(Collection entries)
****************************************
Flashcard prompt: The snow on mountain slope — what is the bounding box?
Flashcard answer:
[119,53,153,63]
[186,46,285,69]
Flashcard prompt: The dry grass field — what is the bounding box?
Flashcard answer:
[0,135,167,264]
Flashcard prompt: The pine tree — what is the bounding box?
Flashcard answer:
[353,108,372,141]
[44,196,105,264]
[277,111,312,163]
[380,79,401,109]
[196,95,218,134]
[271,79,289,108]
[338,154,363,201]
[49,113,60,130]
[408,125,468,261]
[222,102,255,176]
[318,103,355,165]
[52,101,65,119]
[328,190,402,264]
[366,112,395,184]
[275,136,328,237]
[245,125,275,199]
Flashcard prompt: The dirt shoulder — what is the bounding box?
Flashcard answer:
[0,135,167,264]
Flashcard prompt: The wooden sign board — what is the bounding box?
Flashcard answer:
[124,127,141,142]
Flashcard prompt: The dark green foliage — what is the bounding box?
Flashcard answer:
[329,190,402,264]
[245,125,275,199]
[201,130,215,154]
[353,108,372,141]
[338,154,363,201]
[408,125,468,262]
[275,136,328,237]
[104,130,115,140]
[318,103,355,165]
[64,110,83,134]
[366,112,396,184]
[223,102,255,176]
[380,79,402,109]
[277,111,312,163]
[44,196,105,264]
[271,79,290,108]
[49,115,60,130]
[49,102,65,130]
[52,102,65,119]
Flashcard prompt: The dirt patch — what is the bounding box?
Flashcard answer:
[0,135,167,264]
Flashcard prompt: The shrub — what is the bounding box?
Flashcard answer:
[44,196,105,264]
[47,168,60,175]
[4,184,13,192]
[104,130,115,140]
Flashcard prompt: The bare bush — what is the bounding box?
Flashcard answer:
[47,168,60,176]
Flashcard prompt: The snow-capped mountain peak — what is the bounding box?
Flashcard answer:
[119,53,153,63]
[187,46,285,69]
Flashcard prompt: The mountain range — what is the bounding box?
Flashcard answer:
****************************************
Which lines of the listing contain the string "snow"? Pull out each of those lines in full, treating uppercase and lowercase as different.

**EXERCISE OUTPUT:**
Flashcard prompt: The snow on mountain slope — what is the bounding box?
Flashcard prompt: The snow-capped mountain peak — what is the bounding box?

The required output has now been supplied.